[SELECTED TEXT]
------------------------------------------------------------------------

Essay On The Glass Menagerie Symbolism

Tennessee Williams' famous play, The Glass Menagerie, is one full of symbolism, and so it should be easy to write a paper on the meaning behind the objects and settings of the play. But the most influential symbols are not inanimate pieces of scenery, but are the character's of the play. After all, characters in literature are nothing more than very lively pieces of setting through which the writer presents his or her theme. The three characters of the Wingfield family, Amanda, Tom, and Laura, each represents a different stereotype of humanity and are therefore the ultimate symbolism in the play.

Amanda Wingfield, the wily albeit annoying mother of Laura and Tom, wants what any mother wants for her children: security. She is, however, from another part of the country than that which her children are accustomed to and, more importantly, from another time. For this reason, she is not only unfit to provide security for her children, but is in some ways a burden to them (Griffin 61). Joven describes Amanda's character quit well: "She is presented as out of touch with reality; she is flighty, and a source of embarrassment to her children" (Joven 53). She represents wishful thinking and the inability to let go of the past. While all the character's seem to be trapped in their own dream worlds, it is Amanda who epitomizes counterproductive fantasizing.

Not truly human but not entirely scenery, character's in a play blur the line between being real people and being mere symbols. For this reason, it is no surprise that the writer often attaches them to certain symbolic places, objects, or actions. Amanda seems to identify with two things: the apartment in which the Wingfields live, and the dinner at the end of the play. The apartment is like a place inside her dream world. Though she doesn't pay the rent, it somehow seems like it's hers. In the apartment, she has full access to her two children and they cannot escape from her. She dictates when it is appropriate to play music, dismisses people form the table, and even offers advice on how to chew properly (Williams 694, 657). There is no place to hide from her or her constant reminiscing about the past. The dinner party at the end of the play presents Amanda in her full element, which up until now, has only been alluded to. She is right back in her teens, in her hometown, charming a gentleman caller like in the good old days (Joven 57). Even Jim, who is rather oblivious to the entire plot comments on her behavior. When she explains that she used to be rather carefree and "gay as a girl" Jim comments, "You haven't changed Mrs. Wingfield." To which even she admits, "Tonight, I'm rejuvenated!" (Williams 693). Somehow, despite the fact that Jim is added to the story to provide a bit of outside reality into the Wingfield's isolated illusion, Amanda manages to be the only member of her family not to learn from the encounter. While Laura gains confidence and Tom gains resolve to leave, Amanda only moves further into her delusions during the scene, showing her utter detachment from reality.

Laura is a shy crippled woman who retains many of the characteristics of a girl due to poor socialization because of her disability (Williams 654). She is clearly representative of people's desire to fit into society. She is caught in an endless loop: shyness from her disability, which leads her to avoid socializing, which causes her not to know how to socialize.

Laura's two identifying symbols are the Victrola and the menagerie of glass animals for which the play is named (Joven 53). The Victola is quite a simple symbol, playing a part of her escape from reality. When Laura plays a record on it, she does not do so merely for enjoyment or to add a mode to the room but often does so at times deemed inappropriate by her mother (Williams 660). This is because Laura listens to her music for comfort and release from the pressures she is under in her life. The glass menagerie is a bit more complicated. It too represents her freedom from reality, but in a much more clearly unusual, perhaps even pathological, way. The glass menagerie is her; both are delicate and will break if ever removed from their place and put under any degree of stress (Stein 110). Specifically representing Laura among the crystalline ornaments is a unicorn, the only one of its kind, standing out among the regular horses (Williams 689-690). Laura feels isolated from the regular people because of her disability, but unlike the unicorn, she has not learned to embrace and be happy in her uniqueness.

------------------------------------------------------------------------

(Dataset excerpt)
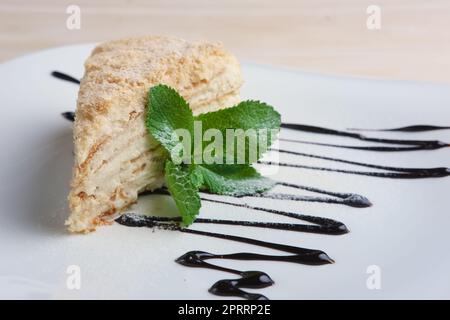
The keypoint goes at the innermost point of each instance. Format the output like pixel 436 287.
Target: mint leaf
pixel 170 121
pixel 253 115
pixel 183 191
pixel 167 112
pixel 233 180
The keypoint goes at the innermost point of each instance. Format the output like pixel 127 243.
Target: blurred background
pixel 395 39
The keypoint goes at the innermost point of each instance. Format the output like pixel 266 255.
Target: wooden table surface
pixel 326 36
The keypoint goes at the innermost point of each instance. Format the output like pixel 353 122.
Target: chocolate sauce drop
pixel 249 279
pixel 65 77
pixel 69 115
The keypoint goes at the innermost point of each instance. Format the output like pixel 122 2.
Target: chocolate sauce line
pixel 348 199
pixel 249 279
pixel 65 77
pixel 432 172
pixel 363 148
pixel 414 128
pixel 305 255
pixel 322 225
pixel 425 144
pixel 391 175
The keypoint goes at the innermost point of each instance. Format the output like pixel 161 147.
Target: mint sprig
pixel 168 112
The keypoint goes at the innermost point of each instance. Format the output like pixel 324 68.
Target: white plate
pixel 405 233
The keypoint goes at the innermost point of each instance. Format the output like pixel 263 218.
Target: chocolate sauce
pixel 69 115
pixel 391 175
pixel 249 279
pixel 415 128
pixel 321 225
pixel 412 172
pixel 65 77
pixel 422 144
pixel 363 148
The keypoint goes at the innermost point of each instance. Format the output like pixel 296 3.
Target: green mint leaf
pixel 233 180
pixel 183 191
pixel 167 112
pixel 253 115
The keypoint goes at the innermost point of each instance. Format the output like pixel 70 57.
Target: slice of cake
pixel 115 158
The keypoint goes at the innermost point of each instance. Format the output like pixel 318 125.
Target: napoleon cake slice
pixel 115 158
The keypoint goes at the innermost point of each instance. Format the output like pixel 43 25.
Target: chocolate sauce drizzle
pixel 65 77
pixel 248 279
pixel 417 144
pixel 415 128
pixel 393 172
pixel 318 225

------------------------------------------------------------------------

[DIRECTION]
From the Glass Menagerie essay, extract the passage between "Amanda Wingfield, the" and "epitomizes counterproductive fantasizing.", inclusive. The listing was taken from a separate source and is unrelated to the Glass Menagerie essay.

[OUTPUT FOR THIS TASK]
Amanda Wingfield, the wily albeit annoying mother of Laura and Tom, wants what any mother wants for her children: security. She is, however, from another part of the country than that which her children are accustomed to and, more importantly, from another time. For this reason, she is not only unfit to provide security for her children, but is in some ways a burden to them (Griffin 61). Joven describes Amanda's character quit well: "She is presented as out of touch with reality; she is flighty, and a source of embarrassment to her children" (Joven 53). She represents wishful thinking and the inability to let go of the past. While all the character's seem to be trapped in their own dream worlds, it is Amanda who epitomizes counterproductive fantasizing.